(Beginning of TASK DATA)
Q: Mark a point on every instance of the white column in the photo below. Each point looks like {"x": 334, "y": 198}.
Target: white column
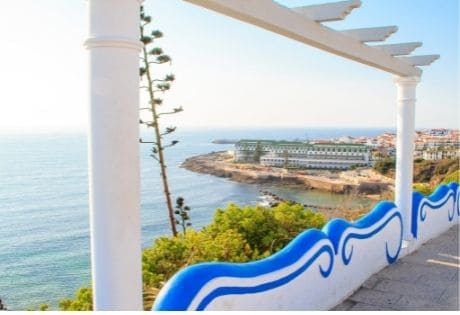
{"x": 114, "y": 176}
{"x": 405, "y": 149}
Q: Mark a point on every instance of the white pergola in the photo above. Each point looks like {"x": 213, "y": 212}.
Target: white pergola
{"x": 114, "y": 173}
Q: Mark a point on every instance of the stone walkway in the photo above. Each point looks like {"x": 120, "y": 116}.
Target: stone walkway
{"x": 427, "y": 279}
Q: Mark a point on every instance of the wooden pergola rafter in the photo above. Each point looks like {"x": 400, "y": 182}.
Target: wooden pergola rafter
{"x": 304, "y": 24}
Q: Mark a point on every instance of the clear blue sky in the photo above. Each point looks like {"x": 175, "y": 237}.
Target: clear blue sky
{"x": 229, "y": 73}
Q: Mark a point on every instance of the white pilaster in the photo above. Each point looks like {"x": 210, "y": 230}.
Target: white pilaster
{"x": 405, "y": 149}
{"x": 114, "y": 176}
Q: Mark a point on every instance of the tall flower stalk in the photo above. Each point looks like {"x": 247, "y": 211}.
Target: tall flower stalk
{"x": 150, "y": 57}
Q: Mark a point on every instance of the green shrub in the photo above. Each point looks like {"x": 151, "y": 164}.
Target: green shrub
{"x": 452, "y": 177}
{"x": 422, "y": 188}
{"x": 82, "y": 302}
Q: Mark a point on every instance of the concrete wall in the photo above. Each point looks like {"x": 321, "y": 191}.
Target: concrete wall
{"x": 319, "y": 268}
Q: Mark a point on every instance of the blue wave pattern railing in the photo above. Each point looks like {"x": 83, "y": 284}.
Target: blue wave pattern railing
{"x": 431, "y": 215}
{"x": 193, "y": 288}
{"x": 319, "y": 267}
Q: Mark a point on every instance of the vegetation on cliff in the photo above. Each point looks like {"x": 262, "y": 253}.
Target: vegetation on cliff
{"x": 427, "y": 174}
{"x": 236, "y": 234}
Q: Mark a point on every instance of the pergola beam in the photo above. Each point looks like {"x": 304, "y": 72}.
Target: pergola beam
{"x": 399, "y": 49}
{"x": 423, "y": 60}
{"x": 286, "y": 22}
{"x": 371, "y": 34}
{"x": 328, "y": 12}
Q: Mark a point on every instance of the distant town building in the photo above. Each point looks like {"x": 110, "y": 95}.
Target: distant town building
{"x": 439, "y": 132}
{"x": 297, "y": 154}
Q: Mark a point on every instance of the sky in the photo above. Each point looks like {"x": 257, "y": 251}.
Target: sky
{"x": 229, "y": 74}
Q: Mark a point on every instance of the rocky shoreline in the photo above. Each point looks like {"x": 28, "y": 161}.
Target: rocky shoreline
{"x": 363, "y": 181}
(End of TASK DATA)
(Beginning of TASK DATA)
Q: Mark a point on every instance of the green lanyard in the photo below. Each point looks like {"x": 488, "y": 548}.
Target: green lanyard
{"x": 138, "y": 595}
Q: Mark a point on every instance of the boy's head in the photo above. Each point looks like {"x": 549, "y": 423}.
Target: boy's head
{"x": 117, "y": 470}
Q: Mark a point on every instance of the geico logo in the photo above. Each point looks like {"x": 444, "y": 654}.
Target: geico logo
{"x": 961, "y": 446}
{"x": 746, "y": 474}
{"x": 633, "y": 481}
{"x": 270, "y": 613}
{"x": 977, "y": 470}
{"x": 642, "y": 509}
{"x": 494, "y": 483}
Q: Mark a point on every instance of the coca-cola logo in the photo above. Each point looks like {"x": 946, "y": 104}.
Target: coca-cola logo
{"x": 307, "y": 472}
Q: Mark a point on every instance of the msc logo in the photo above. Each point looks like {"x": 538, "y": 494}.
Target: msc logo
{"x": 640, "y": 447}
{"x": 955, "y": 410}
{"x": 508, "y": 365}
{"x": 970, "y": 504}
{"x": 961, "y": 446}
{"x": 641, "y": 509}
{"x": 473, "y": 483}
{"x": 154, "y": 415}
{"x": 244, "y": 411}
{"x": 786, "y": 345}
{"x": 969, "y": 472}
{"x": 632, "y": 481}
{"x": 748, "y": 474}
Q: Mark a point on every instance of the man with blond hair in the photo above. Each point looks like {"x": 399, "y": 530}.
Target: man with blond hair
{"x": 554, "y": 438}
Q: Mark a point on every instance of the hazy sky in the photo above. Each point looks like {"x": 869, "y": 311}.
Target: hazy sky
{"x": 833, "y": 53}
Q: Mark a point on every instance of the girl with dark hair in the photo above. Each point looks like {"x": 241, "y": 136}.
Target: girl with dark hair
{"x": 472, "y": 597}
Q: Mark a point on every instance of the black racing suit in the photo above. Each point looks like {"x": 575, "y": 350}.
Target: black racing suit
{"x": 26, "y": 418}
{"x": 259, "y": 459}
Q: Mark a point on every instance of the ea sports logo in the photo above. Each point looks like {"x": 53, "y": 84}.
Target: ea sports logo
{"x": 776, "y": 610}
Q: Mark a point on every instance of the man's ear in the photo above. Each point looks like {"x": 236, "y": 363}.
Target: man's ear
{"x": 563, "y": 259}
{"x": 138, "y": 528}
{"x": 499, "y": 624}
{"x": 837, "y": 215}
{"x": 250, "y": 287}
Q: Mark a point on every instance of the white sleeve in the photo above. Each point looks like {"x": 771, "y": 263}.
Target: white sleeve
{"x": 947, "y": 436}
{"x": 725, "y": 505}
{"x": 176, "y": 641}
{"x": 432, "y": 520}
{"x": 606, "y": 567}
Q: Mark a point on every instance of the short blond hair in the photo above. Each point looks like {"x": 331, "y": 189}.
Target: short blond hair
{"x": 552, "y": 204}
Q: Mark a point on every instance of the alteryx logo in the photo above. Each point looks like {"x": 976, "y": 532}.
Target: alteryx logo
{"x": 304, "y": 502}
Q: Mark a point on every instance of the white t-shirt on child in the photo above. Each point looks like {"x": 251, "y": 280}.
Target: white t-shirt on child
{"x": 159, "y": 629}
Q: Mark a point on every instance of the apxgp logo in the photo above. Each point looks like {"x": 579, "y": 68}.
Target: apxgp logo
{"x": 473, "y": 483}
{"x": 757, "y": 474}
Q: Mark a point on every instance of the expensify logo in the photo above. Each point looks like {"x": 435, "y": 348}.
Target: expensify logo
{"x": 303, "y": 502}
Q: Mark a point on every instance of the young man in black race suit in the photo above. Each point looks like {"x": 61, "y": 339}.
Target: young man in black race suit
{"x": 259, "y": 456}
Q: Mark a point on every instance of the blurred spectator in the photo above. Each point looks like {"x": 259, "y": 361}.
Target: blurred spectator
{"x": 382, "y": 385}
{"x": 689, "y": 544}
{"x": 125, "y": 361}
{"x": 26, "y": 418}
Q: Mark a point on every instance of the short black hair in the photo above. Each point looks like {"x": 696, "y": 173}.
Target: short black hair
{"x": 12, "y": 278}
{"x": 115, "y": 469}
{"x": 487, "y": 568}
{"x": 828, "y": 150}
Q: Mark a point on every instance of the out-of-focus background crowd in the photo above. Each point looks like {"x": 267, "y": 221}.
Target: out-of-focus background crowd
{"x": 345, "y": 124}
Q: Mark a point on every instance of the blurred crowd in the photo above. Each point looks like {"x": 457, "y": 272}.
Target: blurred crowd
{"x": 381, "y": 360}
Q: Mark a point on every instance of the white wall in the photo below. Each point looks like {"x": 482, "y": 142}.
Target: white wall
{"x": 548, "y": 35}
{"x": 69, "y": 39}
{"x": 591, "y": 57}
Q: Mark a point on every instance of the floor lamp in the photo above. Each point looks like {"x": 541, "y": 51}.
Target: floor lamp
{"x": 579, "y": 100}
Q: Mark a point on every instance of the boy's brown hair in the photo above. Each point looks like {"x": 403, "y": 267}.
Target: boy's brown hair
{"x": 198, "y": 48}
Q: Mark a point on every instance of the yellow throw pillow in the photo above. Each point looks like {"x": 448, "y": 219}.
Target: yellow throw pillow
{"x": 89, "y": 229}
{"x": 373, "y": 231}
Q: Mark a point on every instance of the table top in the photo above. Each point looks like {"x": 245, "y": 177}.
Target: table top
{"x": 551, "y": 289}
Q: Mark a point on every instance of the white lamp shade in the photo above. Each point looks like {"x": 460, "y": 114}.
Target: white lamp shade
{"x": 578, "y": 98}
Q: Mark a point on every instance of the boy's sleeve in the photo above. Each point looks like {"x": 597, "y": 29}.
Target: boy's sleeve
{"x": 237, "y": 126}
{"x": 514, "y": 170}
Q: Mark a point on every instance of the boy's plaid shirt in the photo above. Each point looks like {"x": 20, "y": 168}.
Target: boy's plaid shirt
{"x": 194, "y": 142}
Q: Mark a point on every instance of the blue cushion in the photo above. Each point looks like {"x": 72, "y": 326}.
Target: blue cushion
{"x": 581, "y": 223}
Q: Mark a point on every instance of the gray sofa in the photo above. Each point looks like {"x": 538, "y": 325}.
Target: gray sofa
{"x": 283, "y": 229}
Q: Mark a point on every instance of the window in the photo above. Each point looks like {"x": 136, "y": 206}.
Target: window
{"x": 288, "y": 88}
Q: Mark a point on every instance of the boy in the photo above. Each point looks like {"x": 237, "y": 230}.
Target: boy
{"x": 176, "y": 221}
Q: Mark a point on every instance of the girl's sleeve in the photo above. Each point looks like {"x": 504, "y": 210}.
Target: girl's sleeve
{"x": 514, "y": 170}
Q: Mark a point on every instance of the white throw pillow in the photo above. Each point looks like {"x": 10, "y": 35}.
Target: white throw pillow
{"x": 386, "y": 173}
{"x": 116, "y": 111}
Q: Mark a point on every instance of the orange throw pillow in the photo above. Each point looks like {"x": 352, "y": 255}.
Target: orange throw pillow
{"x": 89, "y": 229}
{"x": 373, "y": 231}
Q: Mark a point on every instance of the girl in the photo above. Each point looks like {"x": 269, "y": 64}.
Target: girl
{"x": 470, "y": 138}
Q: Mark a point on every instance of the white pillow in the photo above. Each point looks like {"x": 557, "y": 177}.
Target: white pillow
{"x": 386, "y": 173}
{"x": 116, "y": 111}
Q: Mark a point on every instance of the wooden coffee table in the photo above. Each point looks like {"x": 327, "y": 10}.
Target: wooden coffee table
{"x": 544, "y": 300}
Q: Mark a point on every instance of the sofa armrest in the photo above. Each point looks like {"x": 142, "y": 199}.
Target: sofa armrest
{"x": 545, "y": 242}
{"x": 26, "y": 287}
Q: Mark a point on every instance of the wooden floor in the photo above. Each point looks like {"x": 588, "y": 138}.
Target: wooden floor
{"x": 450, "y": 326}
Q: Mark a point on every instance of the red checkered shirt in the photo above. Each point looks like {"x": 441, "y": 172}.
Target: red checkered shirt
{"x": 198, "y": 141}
(End of TASK DATA)
(Beginning of TASK DATA)
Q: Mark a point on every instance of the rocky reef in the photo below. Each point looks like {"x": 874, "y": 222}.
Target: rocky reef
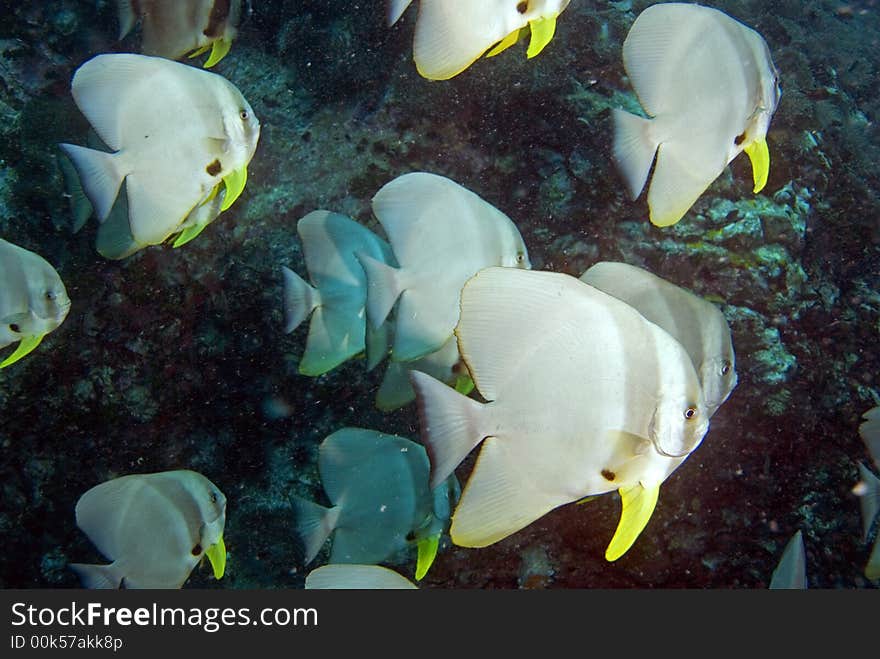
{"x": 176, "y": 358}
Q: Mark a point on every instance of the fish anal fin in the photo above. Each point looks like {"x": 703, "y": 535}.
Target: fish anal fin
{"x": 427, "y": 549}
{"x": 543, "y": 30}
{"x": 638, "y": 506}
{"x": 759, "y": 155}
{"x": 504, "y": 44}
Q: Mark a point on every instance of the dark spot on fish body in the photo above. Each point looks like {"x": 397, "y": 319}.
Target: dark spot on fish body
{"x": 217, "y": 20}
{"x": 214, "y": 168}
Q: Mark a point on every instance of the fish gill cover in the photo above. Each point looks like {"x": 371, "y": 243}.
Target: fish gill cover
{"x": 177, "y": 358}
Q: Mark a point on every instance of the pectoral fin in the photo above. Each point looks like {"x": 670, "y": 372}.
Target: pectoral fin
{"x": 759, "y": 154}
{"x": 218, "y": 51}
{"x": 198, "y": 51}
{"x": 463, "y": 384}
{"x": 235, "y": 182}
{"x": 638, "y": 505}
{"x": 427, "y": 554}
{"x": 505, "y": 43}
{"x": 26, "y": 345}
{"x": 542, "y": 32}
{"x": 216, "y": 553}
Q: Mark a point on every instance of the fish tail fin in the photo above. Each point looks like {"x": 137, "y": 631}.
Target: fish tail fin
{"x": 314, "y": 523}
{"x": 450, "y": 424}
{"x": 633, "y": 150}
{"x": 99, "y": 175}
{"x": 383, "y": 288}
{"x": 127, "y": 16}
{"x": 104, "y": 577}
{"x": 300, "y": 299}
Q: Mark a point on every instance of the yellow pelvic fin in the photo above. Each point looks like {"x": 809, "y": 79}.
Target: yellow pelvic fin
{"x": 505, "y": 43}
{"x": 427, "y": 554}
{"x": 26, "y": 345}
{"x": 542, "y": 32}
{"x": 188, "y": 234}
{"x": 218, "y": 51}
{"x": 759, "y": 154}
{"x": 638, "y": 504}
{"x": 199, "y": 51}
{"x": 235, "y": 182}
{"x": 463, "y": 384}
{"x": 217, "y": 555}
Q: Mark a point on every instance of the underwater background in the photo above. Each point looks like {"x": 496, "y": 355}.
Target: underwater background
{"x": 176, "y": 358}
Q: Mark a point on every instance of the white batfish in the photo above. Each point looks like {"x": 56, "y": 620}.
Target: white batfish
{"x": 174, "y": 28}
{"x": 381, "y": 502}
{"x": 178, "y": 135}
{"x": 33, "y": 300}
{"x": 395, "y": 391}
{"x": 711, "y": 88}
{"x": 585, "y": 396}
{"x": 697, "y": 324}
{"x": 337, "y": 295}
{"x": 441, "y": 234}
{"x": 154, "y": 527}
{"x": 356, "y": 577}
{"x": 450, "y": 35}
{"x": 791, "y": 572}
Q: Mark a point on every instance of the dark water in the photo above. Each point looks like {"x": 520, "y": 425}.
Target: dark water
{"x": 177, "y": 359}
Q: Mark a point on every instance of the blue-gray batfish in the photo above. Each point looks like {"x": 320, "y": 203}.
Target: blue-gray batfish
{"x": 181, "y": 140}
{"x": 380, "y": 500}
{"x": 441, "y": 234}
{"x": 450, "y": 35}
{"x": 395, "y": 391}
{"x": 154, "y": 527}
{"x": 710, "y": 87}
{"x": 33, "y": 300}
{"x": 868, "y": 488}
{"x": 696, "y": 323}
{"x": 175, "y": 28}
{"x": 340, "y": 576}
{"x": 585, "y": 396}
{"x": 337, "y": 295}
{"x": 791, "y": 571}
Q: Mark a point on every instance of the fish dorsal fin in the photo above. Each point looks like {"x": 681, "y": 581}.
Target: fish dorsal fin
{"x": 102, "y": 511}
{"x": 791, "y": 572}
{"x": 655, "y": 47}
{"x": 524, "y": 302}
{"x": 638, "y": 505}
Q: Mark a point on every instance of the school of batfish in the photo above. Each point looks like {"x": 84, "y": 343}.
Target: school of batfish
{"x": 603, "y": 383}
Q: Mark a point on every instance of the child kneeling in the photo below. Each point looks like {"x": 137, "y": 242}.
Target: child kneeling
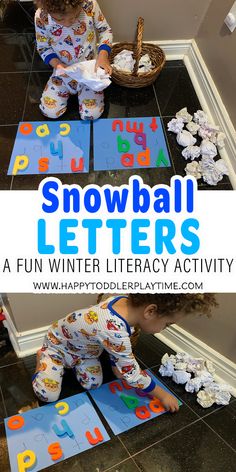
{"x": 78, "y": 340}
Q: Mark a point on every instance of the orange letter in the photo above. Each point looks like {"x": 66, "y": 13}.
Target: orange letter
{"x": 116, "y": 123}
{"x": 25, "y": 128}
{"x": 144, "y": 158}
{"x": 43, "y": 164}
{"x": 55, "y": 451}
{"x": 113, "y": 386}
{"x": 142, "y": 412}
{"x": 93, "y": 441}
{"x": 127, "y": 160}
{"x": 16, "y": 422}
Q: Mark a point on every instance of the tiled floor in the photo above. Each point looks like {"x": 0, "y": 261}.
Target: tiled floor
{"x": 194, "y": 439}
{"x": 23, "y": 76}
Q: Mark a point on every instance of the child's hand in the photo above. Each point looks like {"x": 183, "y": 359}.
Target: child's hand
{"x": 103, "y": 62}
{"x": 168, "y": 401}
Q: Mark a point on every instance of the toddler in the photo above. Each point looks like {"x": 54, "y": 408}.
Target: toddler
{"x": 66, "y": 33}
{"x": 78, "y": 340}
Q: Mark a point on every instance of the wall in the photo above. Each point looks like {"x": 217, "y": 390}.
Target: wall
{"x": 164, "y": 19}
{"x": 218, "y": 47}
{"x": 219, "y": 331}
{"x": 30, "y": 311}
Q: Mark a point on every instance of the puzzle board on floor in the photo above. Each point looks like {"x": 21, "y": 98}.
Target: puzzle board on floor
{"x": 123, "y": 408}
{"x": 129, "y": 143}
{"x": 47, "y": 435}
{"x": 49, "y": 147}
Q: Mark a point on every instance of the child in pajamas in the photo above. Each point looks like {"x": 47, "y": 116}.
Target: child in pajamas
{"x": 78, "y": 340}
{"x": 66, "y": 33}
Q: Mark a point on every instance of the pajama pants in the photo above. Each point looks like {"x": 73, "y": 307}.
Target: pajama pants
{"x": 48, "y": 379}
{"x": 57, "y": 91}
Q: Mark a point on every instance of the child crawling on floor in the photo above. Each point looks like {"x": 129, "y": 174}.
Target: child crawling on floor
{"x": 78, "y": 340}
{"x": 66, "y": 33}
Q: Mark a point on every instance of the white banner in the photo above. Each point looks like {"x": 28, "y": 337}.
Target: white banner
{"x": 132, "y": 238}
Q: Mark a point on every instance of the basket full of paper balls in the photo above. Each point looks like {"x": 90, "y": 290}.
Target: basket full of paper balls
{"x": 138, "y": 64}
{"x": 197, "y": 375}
(End of TASK DATA)
_WHAT IS BEING ASKED_.
Show every line of the records above that contains the word "below".

_OUTPUT FOR THIS EXERCISE_.
Q: Mark a point on every instance of the white column in the photo below. Each point looks like {"x": 334, "y": 198}.
Q: Mark a point on every instance of the green lanyard in the photo below. Each point looks like {"x": 488, "y": 548}.
Q: Mark a point on every instance of the white wall in the photo below. Each point looks like {"x": 482, "y": 142}.
Q: Mark a point on every instance of the rocky reef in the photo below. Each point looks like {"x": 874, "y": 222}.
Q: Mark a point on every instance of the child kneeling in the photo below. Each point looks like {"x": 137, "y": 242}.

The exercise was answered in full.